··· Texto do documento

Apesar das cada vez mais precárias condições de segurança, nós no CICV temos trabalhado nas linhas de frente no Iêmen para oferecer ajuda a centenas de milhares de pessoas que passam necessidades. Trata-se de uma das emergências humanitárias mais extremas do mundo atual.

Mas quando visitei Sanaa na semana passada, não foi para participar de uma distribuição de ajuda humanitária ou para visitar prisioneiros. Estive lá para me despedir de Abdulkarim Ghazi e de Mohammed Al-Hakami, dois membros da equipe do CICV que haviam sido assassinados, e para lamentar estas perdas junto com os 250 colegas que trabalhavam com eles.

Quando recebe autorização para fazê-lo, o CICV pode ajudar a aliviar o sofrimento de civis. Mas no Iêmen tem sido cada vez mais difícil para nós ingressarmos às áreas afetadas pelo conflito e oferecer ajuda às pessoas.

Hoje, o país está tumultuado. Os nossos parceiros na Sociedade do Crescente Vermelho do Iêmen (SCVI) viram, desde maio, quatro dos seus voluntários serem mortos quando tentavam ajudar civis. Em Aden, uma série de graves incidentes envolvendo membros da nossa equipe foi seguida por um ataque ao nosso escritório por um grupo de homens armados. Isto ocasionou a evacuação do escritório no final de agosto e a suspensão da maioria das atividades quer realizamos no lugar. Na semana passada dois colegas foram baleados e mortos em um posto de controle próximo a Houth, ao norte da província de Amran. Embora sejamos uma das pouquíssimas organizações que continuam operacionais no Iêmen nos últimos cinco meses, estes acontecimentos perturbadores nos obrigaram a suspender temporariamente as nossas operações no país. Um mês após o ataque ao nosso escritório em Aden e uma semana após o assassinato de dois membros da nossa equipe, ainda estamos esperando as garantias de segurança das partes envolvidas no conflito e que nos permitiriam continuar operando com segurança e eficácia.

······
··· Seção de dados

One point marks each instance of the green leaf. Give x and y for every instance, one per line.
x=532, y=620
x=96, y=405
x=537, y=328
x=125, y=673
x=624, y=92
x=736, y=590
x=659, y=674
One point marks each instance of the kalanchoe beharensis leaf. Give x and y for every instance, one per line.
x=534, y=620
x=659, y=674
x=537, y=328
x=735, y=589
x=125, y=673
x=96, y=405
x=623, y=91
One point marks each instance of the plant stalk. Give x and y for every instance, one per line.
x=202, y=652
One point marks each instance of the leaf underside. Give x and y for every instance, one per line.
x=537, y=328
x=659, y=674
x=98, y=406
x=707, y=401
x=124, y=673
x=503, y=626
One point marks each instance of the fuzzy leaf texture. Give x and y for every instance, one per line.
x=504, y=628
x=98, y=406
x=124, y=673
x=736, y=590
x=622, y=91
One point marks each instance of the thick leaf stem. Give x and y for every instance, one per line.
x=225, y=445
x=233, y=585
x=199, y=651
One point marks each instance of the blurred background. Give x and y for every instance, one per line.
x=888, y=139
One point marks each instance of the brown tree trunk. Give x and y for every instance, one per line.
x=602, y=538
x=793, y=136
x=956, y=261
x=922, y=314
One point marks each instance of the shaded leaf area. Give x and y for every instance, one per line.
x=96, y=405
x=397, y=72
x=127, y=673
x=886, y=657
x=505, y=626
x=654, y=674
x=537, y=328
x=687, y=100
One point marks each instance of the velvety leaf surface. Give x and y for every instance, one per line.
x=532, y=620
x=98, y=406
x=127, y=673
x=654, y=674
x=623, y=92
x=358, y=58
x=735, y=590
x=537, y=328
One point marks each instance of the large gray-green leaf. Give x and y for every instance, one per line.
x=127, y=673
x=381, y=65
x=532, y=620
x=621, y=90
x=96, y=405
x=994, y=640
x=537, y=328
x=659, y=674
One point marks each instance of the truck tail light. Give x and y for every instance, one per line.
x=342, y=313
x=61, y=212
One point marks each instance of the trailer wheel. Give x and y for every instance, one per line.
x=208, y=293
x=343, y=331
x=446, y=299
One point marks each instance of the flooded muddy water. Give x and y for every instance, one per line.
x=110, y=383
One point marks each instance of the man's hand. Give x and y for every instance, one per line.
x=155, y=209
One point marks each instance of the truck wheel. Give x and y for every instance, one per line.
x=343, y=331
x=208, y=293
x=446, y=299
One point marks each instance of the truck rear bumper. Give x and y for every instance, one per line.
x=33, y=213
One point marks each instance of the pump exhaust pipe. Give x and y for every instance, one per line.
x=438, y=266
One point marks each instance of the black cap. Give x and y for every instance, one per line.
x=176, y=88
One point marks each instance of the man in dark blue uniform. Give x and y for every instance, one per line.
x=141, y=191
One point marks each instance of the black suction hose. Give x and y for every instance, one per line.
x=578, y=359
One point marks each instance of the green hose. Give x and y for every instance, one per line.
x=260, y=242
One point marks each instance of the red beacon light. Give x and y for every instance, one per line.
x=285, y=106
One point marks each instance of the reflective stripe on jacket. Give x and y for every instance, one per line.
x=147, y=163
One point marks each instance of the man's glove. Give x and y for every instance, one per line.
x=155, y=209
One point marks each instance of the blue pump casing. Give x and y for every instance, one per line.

······

◆ Tarefas propostas ◆
1. Duplique literalmente um trecho do texto sobre o CICV no Iêmen: comece nas palavras "Quando recebe autorização" e pare depois de "ajuda às pessoas.".
2. Retome o texto sobre o CICV no Iêmen e dê continuidade a ele a partir da última frase apresentada.

◆ Respostas por tarefa ◆
1.
Quando recebe autorização para fazê-lo, o CICV pode ajudar a aliviar o sofrimento de civis. Mas no Iêmen tem sido cada vez mais difícil para nós ingressarmos às áreas afetadas pelo conflito e oferecer ajuda às pessoas.

2.
Para os profissionais humanitários, poucas coisas são mais angustiantes do que saber que há pessoas que necessitam desesperadamente de ajuda e não poder fazer mais – não por falta de vontade de agir ou capacidade para fazê-lo, senão porque estamos impedidos de oferecer ajuda com segurança.

O CICV somente pode trabalhar quando as forças do governo e os grupos armados aceitam plenamente o nosso papel humanitário. Se eles não podem nos garantir o acesso seguro ou não condenam categoricamente os atos de violência contra profissionais humanitários, é impossível para nós chegarmos até aquelas pessoas que necessitam de ajuda urgente. Todas as partes do conflito no Iêmen – tanto o governo como outras, devem tomar medidas concretas imediatas para garantir a segurança dos colaboradores do CICV e das pessoas que assistimos, respeitando a nossa obrigação de levar ajuda àqueles com maiores necessidades.

Não somos uma organização 'livre de riscos' e estamos dispostos a aceitá-los. O que não estamos dispostos a aceitar, entretanto, é sermos alvos de ataques deliberados.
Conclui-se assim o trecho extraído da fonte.